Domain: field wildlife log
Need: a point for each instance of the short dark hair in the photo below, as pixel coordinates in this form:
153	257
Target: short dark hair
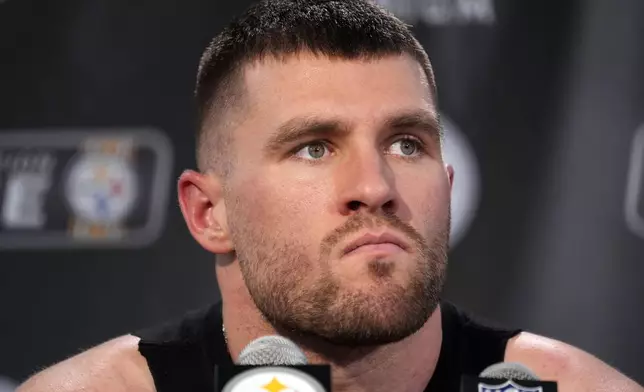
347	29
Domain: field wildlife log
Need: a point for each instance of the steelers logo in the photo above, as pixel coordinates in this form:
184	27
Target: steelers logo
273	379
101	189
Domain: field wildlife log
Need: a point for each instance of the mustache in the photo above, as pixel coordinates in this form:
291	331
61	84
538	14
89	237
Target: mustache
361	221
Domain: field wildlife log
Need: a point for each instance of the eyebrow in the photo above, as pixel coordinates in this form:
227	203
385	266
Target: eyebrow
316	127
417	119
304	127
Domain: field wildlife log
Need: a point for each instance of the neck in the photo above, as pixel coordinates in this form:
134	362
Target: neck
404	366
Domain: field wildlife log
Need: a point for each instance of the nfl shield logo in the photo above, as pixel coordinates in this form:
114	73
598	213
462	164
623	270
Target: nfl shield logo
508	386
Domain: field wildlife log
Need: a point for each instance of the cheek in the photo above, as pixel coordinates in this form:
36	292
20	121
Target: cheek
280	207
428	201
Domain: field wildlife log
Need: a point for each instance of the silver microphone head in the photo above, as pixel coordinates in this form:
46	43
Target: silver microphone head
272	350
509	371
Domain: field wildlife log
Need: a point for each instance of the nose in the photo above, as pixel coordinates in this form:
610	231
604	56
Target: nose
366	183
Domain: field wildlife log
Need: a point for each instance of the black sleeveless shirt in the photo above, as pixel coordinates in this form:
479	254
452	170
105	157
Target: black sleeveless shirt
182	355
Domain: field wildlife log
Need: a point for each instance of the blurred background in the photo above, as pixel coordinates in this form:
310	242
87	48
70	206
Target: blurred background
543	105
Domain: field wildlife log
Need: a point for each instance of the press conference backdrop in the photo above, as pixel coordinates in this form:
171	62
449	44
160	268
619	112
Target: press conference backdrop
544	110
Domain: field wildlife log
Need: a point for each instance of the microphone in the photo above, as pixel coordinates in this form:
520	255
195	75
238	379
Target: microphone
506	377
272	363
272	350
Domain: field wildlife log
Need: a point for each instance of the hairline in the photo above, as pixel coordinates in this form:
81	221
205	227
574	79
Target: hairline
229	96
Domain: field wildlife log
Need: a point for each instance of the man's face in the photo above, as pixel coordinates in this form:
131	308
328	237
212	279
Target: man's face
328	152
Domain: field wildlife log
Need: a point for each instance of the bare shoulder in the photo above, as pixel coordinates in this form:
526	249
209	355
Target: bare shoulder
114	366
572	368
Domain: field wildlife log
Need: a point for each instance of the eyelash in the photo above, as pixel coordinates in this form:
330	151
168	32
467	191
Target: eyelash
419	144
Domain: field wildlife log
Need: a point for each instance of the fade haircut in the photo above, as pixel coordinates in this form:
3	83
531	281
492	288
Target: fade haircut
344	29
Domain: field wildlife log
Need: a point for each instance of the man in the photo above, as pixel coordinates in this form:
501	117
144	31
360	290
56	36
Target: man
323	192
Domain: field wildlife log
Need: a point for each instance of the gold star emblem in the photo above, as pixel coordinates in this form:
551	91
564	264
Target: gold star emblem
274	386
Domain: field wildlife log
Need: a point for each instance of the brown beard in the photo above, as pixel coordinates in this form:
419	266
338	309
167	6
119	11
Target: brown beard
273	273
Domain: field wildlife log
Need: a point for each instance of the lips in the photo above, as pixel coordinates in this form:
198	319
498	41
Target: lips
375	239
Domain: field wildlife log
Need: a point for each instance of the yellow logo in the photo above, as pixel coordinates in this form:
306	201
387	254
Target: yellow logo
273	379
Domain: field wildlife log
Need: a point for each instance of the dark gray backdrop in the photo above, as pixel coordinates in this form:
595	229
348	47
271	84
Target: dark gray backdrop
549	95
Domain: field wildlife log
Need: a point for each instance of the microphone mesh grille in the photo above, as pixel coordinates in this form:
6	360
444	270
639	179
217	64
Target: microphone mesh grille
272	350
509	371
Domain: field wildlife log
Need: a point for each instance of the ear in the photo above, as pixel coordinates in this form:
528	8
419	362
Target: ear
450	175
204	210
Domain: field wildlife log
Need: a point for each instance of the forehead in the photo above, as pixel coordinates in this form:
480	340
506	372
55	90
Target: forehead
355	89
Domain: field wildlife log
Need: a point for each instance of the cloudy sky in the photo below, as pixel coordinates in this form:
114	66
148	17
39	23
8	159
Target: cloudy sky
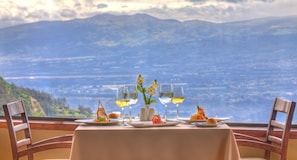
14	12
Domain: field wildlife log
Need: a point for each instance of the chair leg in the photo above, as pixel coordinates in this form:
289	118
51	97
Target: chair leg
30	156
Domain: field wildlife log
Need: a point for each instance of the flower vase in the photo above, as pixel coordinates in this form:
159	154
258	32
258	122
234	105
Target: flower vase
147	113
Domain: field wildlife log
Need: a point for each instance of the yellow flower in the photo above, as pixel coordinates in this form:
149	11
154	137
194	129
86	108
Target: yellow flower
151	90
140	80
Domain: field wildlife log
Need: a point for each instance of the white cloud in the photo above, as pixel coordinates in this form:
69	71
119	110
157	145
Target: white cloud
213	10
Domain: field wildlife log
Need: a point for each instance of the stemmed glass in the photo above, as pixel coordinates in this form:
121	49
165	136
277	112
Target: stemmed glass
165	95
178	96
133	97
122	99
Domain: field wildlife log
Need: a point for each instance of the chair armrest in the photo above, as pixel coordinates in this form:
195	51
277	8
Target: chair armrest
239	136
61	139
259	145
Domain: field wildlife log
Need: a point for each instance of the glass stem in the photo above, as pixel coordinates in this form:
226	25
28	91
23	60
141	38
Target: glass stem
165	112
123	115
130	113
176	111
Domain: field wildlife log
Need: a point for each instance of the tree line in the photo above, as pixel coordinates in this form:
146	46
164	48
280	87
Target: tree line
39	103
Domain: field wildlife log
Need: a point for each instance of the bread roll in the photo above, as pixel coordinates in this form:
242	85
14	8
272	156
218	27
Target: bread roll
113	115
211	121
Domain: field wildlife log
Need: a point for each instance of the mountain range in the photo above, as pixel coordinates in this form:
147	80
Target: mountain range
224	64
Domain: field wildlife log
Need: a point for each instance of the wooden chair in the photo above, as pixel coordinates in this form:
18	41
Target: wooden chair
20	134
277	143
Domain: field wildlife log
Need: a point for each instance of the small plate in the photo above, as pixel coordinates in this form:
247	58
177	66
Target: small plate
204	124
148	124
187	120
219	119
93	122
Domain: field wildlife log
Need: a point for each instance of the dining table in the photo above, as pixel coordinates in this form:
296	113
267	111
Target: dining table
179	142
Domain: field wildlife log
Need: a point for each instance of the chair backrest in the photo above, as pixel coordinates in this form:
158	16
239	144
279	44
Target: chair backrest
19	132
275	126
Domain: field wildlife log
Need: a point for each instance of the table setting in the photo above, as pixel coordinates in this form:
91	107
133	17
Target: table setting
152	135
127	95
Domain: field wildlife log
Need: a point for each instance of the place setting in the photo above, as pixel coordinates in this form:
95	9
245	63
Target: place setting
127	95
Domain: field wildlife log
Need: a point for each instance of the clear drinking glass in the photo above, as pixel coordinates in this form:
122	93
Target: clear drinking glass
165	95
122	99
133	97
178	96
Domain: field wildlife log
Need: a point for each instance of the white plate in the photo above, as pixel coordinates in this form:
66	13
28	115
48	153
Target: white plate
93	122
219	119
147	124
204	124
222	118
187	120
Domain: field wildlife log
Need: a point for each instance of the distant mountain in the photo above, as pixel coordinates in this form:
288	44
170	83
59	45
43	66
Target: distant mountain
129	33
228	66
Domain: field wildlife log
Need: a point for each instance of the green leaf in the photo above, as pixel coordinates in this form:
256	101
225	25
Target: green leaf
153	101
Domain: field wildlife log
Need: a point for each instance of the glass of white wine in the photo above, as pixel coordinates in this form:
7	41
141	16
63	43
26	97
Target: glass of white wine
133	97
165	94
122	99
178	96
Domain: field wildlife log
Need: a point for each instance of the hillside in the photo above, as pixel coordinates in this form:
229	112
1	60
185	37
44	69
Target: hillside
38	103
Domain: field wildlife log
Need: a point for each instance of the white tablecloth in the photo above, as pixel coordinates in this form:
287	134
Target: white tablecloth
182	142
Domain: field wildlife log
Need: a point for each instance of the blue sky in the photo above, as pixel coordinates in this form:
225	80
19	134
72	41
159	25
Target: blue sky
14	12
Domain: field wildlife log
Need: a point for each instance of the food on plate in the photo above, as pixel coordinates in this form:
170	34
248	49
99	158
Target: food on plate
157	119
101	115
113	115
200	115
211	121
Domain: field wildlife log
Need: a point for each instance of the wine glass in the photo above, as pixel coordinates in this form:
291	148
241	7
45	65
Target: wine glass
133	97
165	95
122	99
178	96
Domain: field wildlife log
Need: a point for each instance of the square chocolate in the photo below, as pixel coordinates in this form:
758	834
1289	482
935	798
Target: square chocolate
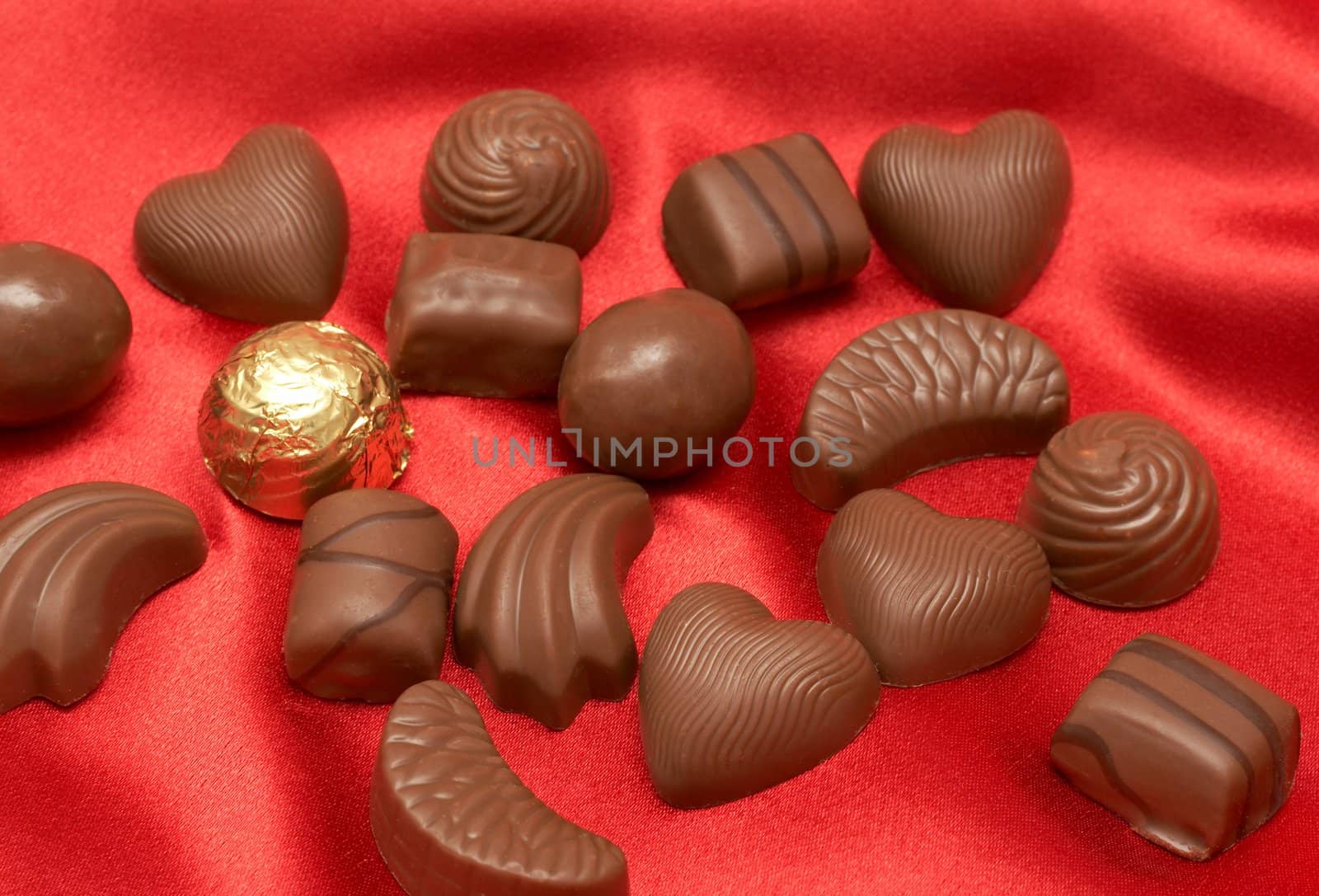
_ _ _ _
• [PROBLEM STATEMENT]:
Pull out every line of the material above that contains the word "hillside", and copy each one in full, in the order it appears.

• [WORKED SOLUTION]:
Need: a point for each instance of the hillside in the photo above, as pixel coordinates in this form:
Target: hillside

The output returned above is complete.